╔══

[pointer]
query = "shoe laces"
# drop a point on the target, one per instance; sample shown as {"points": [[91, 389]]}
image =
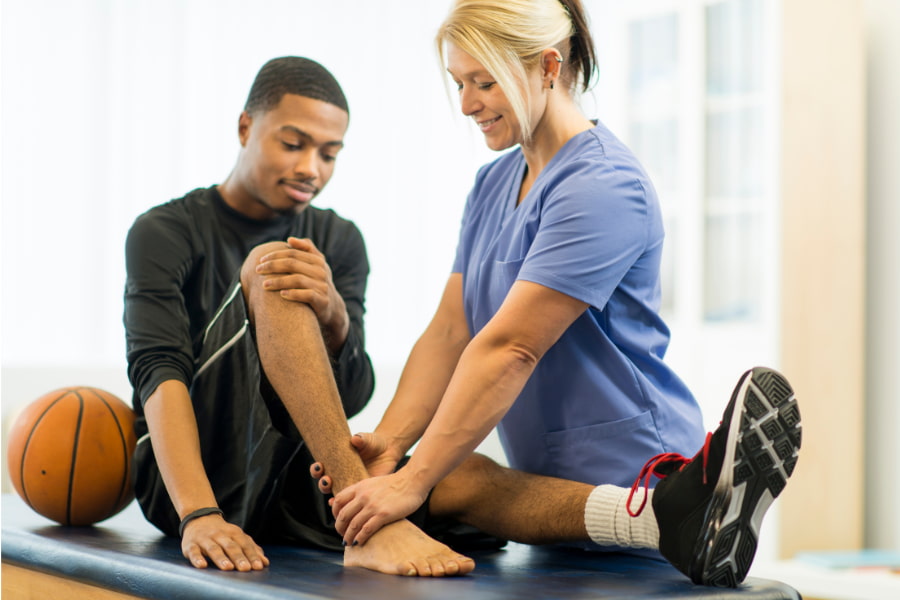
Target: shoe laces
{"points": [[662, 465]]}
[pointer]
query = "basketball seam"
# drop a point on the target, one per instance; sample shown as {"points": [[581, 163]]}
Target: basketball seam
{"points": [[123, 486], [37, 421], [77, 393]]}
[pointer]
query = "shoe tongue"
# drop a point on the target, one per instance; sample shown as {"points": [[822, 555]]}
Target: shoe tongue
{"points": [[666, 468]]}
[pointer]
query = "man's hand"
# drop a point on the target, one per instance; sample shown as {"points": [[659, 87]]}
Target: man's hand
{"points": [[301, 274], [226, 545], [373, 449]]}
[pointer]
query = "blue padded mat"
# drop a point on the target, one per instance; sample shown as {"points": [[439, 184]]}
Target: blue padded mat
{"points": [[127, 554]]}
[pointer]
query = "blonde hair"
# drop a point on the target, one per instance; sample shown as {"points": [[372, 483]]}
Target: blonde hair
{"points": [[508, 36]]}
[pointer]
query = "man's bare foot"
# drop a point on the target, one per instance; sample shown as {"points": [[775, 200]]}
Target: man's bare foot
{"points": [[401, 548]]}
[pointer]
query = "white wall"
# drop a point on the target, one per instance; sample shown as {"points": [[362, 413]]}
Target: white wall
{"points": [[883, 286], [108, 107]]}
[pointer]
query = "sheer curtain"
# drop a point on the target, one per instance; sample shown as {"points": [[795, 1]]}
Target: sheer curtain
{"points": [[110, 107]]}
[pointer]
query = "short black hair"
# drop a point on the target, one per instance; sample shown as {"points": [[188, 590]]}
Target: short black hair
{"points": [[293, 75]]}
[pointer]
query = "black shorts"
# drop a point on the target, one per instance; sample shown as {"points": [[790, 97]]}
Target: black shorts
{"points": [[255, 459]]}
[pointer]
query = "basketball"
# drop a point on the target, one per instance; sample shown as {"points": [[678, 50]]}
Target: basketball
{"points": [[69, 455]]}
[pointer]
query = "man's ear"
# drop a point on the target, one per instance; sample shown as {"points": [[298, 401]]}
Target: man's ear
{"points": [[244, 123]]}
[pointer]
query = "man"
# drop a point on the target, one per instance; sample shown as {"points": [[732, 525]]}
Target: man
{"points": [[244, 325]]}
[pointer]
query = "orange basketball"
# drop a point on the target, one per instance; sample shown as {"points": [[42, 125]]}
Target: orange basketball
{"points": [[69, 455]]}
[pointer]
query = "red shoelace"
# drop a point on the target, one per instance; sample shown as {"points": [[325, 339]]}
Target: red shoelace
{"points": [[674, 461]]}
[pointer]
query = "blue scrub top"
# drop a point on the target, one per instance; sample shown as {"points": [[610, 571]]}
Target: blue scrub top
{"points": [[601, 401]]}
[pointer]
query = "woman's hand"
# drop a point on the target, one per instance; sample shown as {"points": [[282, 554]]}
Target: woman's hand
{"points": [[378, 457], [365, 507]]}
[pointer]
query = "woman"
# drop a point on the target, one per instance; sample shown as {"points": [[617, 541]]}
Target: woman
{"points": [[548, 327]]}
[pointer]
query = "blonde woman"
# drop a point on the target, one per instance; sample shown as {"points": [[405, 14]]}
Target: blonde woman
{"points": [[549, 330]]}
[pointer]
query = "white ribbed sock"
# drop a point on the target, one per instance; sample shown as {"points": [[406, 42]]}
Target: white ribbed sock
{"points": [[609, 524]]}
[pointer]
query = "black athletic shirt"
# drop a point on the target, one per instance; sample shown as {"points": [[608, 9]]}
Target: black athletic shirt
{"points": [[182, 256]]}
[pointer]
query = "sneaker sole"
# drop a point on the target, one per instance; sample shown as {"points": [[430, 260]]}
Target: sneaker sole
{"points": [[762, 445]]}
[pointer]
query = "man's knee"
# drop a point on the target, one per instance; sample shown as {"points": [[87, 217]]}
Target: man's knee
{"points": [[466, 486], [249, 276]]}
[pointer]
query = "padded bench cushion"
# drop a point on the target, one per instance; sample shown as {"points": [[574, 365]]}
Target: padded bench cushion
{"points": [[128, 555]]}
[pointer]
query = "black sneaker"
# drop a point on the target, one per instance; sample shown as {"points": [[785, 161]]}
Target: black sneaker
{"points": [[709, 509]]}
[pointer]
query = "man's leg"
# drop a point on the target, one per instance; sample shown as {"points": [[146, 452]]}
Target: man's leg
{"points": [[704, 516], [296, 363]]}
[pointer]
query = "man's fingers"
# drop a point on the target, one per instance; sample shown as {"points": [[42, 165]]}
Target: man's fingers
{"points": [[195, 556]]}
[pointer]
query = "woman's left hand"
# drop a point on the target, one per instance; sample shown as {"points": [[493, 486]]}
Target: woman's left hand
{"points": [[365, 507]]}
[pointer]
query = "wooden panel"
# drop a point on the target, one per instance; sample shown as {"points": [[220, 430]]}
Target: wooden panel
{"points": [[25, 584], [823, 268]]}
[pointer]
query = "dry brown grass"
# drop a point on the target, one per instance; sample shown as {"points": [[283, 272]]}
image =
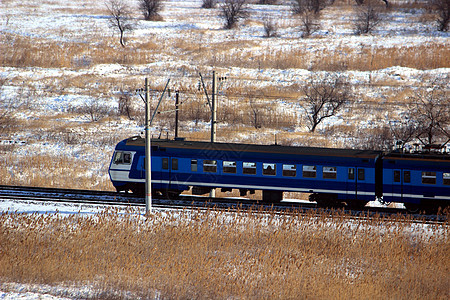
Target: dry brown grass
{"points": [[243, 255], [422, 57]]}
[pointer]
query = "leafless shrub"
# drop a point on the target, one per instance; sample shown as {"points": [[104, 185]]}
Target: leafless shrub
{"points": [[310, 23], [315, 6], [367, 17], [95, 109], [150, 9], [270, 28], [125, 105], [120, 18], [232, 11], [429, 112], [324, 97], [209, 3], [442, 11]]}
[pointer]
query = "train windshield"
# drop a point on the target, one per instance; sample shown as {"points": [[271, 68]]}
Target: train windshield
{"points": [[122, 158]]}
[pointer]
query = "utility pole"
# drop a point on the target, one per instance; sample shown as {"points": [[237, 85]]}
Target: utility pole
{"points": [[212, 194], [148, 158], [213, 108], [176, 114]]}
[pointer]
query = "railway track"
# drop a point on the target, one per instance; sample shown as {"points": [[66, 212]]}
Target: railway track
{"points": [[58, 195]]}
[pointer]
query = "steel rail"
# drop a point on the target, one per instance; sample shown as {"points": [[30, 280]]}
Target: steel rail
{"points": [[61, 195]]}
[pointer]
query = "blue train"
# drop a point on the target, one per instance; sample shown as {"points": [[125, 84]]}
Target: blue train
{"points": [[332, 177]]}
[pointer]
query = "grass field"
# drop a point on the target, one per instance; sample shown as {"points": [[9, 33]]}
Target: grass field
{"points": [[242, 255]]}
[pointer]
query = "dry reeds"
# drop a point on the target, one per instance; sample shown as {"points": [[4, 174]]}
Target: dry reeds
{"points": [[245, 255]]}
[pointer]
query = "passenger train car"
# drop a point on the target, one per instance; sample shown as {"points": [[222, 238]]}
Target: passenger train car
{"points": [[332, 177]]}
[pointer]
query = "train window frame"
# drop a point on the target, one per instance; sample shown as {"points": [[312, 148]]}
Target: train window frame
{"points": [[229, 167], [122, 158], [175, 164], [407, 176], [446, 178], [289, 170], [329, 172], [351, 173], [309, 171], [361, 174], [165, 163], [429, 177], [194, 165], [248, 168], [269, 169], [210, 166]]}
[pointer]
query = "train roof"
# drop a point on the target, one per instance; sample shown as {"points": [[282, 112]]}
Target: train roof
{"points": [[431, 156], [272, 149]]}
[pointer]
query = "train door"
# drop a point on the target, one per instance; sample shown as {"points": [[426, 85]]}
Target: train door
{"points": [[355, 182], [401, 180], [165, 171], [360, 182]]}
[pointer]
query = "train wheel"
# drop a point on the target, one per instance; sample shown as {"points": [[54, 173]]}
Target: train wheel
{"points": [[413, 208], [171, 194], [356, 204]]}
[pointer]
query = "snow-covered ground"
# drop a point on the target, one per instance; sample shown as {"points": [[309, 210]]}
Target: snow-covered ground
{"points": [[47, 100]]}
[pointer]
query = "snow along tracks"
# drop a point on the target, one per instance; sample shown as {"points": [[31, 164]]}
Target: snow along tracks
{"points": [[58, 195]]}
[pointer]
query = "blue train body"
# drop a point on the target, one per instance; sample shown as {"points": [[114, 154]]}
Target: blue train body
{"points": [[331, 176]]}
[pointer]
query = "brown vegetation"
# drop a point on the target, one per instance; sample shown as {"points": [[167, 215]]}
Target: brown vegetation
{"points": [[244, 255]]}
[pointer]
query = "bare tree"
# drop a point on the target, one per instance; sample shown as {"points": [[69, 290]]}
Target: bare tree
{"points": [[442, 10], [232, 11], [315, 6], [255, 113], [125, 105], [324, 98], [209, 3], [150, 8], [270, 28], [120, 18], [94, 109], [429, 112], [367, 17], [310, 23]]}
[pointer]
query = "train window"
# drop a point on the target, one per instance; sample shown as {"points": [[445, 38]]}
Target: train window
{"points": [[174, 163], [446, 178], [229, 167], [407, 176], [249, 168], [289, 170], [122, 158], [210, 166], [397, 176], [361, 174], [429, 177], [329, 172], [351, 173], [269, 169], [309, 171], [165, 163], [194, 165]]}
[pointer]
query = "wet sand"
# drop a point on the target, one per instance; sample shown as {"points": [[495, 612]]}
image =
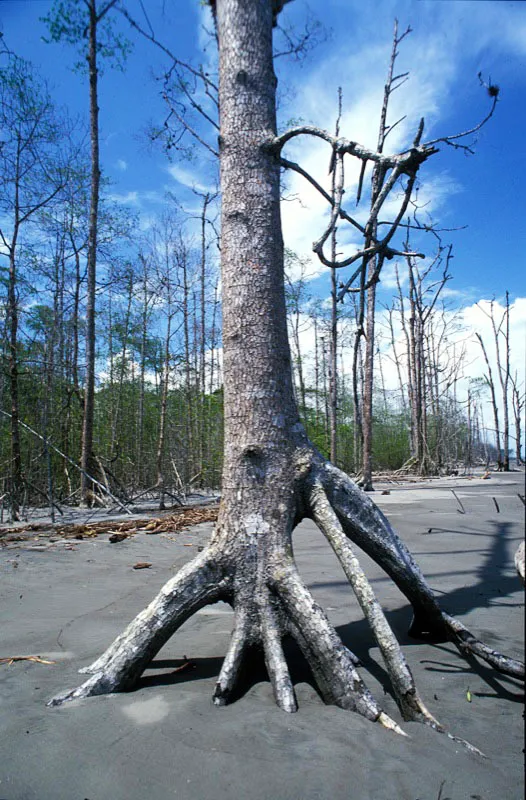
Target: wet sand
{"points": [[65, 600]]}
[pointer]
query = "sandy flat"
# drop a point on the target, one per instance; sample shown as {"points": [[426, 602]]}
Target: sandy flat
{"points": [[65, 601]]}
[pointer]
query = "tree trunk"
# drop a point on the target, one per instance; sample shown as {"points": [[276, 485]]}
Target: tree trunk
{"points": [[12, 316], [272, 475], [89, 390]]}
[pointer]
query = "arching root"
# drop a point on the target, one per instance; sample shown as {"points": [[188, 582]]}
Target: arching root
{"points": [[197, 584], [332, 664], [364, 523], [277, 603], [409, 701]]}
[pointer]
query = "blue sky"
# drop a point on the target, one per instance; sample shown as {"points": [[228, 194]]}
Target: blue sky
{"points": [[452, 41]]}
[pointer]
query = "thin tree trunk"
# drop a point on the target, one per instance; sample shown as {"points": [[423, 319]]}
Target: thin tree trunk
{"points": [[86, 460], [272, 475], [491, 385]]}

╚══

→ Task goal
Count the lines in the listing above that contain the string "frame", treating case as significant. Give only the number.

→ Exercise response
2